**INSTRUCTIONS FOR THE TASK:**
Your job is to retype all of the data word for word, leaving every image out.

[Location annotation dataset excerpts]

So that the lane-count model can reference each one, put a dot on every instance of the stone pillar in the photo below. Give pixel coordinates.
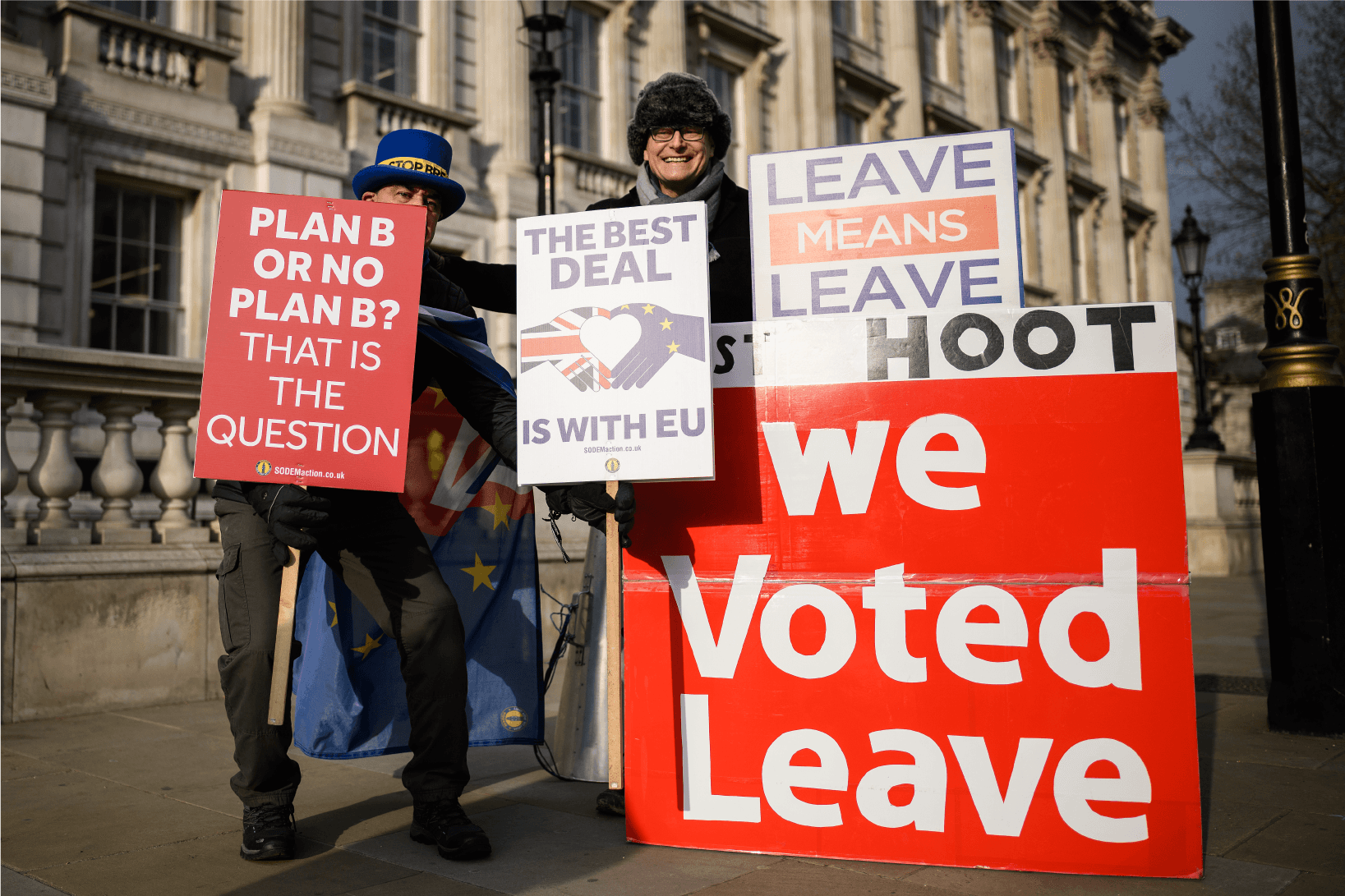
(117, 478)
(815, 73)
(276, 55)
(1047, 42)
(1110, 259)
(981, 81)
(10, 478)
(1152, 111)
(435, 74)
(55, 476)
(666, 48)
(901, 67)
(171, 479)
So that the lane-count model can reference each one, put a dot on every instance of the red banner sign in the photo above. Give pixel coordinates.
(937, 618)
(312, 341)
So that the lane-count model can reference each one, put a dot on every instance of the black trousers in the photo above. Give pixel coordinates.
(381, 554)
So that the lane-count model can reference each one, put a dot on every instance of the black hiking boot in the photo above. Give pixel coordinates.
(443, 824)
(611, 802)
(268, 833)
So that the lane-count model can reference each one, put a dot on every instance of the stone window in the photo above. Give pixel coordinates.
(1072, 112)
(849, 126)
(582, 97)
(133, 293)
(389, 34)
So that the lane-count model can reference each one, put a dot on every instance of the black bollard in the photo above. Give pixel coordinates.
(1298, 421)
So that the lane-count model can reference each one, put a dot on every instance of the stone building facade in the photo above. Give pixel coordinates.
(124, 115)
(124, 120)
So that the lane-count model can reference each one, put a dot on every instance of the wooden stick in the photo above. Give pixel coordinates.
(284, 639)
(615, 767)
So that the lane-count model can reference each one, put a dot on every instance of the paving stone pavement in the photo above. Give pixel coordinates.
(136, 802)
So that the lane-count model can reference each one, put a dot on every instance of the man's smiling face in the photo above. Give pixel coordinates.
(679, 163)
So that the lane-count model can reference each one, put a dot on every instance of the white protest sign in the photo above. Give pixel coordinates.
(614, 320)
(882, 227)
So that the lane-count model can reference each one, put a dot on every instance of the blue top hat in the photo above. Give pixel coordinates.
(417, 158)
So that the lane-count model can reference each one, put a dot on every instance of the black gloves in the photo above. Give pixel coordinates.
(589, 502)
(288, 512)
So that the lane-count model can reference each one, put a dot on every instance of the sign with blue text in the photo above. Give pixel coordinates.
(614, 320)
(884, 227)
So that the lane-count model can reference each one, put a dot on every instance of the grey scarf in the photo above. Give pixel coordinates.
(707, 191)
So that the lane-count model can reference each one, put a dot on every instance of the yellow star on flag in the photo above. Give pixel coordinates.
(481, 573)
(500, 512)
(370, 645)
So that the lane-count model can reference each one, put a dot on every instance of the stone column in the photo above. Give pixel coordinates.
(981, 81)
(171, 479)
(901, 67)
(1152, 109)
(10, 478)
(55, 476)
(1110, 259)
(817, 74)
(276, 54)
(117, 478)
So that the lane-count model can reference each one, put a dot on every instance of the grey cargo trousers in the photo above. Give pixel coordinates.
(380, 554)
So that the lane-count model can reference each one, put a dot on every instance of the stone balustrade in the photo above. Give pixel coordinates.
(132, 52)
(78, 386)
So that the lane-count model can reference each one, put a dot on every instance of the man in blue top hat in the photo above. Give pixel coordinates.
(374, 545)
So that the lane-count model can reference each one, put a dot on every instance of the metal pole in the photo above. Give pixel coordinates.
(1298, 420)
(1204, 434)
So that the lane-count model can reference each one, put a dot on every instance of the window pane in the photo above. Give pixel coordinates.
(135, 271)
(164, 274)
(166, 221)
(131, 329)
(135, 215)
(99, 326)
(104, 278)
(105, 212)
(160, 333)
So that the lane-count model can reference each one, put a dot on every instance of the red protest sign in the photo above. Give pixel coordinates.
(311, 341)
(933, 609)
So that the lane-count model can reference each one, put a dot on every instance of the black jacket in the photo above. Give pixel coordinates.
(492, 287)
(485, 405)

**FINAL RESULT:**
So that the lane-count model can reference each one, put a dot on every instance of the stone pillar in the photo below. Give pixel coordinates.
(117, 478)
(815, 73)
(276, 55)
(1047, 42)
(1110, 259)
(981, 81)
(10, 478)
(1152, 111)
(435, 74)
(55, 476)
(666, 48)
(901, 67)
(171, 479)
So that the lane-count model can reference each one, put a dot on every instance of the red banner sign in the photo above. Give pixel coordinates.
(937, 618)
(312, 341)
So that the lane-count model can reference each one, put a dot on every instance of the black trousers in the photo above. Give pixel coordinates.
(381, 554)
So that the lane-count model can reference each one, put a dot on every instance of the black hiking boot in the photo above. Give pixel coordinates.
(443, 824)
(611, 802)
(268, 833)
So that the lane-count model can reference each one, put a dot on every instance of the stone window in the photo above. Give pixel coordinates.
(1072, 112)
(849, 126)
(582, 97)
(133, 293)
(389, 34)
So that the lane-count model can reference each one, put a dot on every instance of the black bollard in the photo above. Give pixel coordinates.
(1298, 421)
So that the lane-count model can reference each one, put a dot on every instance of the stone building facade in the photo above. Give pixel coordinates.
(124, 115)
(124, 120)
So that the lane-count model can reference each one, put a dot on every instance of the wooden stick in the photo above. Give pixel coordinates.
(284, 639)
(615, 767)
So that the lane-count model can reference each one, put a dot on every instance of the paving stone pavement in the photo above. Give pixel coordinates.
(136, 802)
So that the lane-count model can reference each one, put a dot on every instance of the man's smiling face in the photo above. Give pixel coordinates.
(679, 163)
So that the lane-count model can reference each one, put a dot on every instance of the white protest sign in the photo above. Give pixel coordinates.
(614, 320)
(882, 227)
So that the lane-count model can reference each one, put a dot on every instance of the blue top hat in the photo above. Give pixel coordinates.
(417, 158)
So that the lane-count model can reference each one, put a dot on every instance of the black gloves in the photo above. Give pixel coordinates.
(589, 502)
(288, 512)
So that the lane-count model can reference each one, put a dot on every instance of the sign with blue text in the photo above. Give pixel coordinates.
(614, 320)
(884, 227)
So that the lane-count model can reference each one, put a dot on every instance of the grey scarf in the photo above. Give pixel coordinates.
(707, 191)
So that the lane-count model can reference each one, put a dot on every instance of the yellow star on flag in the photo above. Give pixel coordinates.
(481, 573)
(500, 512)
(370, 645)
So that the lane-count model can reference each one, put a dot on every instance of the stone column in the photo above. Give pixel coordinates.
(981, 81)
(171, 479)
(901, 67)
(1152, 109)
(10, 478)
(55, 476)
(1110, 259)
(817, 74)
(276, 54)
(117, 478)
So that the lane-count model can reference each one, put a dot on every instance of the grey cargo trousers in the photo above. Give pixel coordinates.
(380, 554)
So that the lane-count model can reference each one, put a dot on every instance of the stone balustrade in the photo above. Give pixel coordinates.
(132, 52)
(78, 386)
So that the lane-count model can reference each one, put a dot on every instance of the man in blue top hat in the photo above. Give pixel coordinates.
(374, 545)
So that the lane-count model can reference each one, put a dot on every instance of the metal pole in the photo above. Give pixel coordinates.
(1298, 420)
(1204, 434)
So that the lane-count model can reference each one, put a dot on every instance of the window pane in the photo above. Give pixel coordinates.
(135, 271)
(164, 274)
(166, 221)
(131, 329)
(135, 215)
(99, 326)
(104, 278)
(105, 212)
(160, 333)
So that the lane-count model can reference each one, put a dot on every instance of the red protest sign in the photo above. Give pixel coordinates.
(311, 341)
(933, 609)
So that the lane-count model can reference each one, put a dot on every instance of the black jacket in the photo above. Give pixel coordinates.
(492, 287)
(485, 405)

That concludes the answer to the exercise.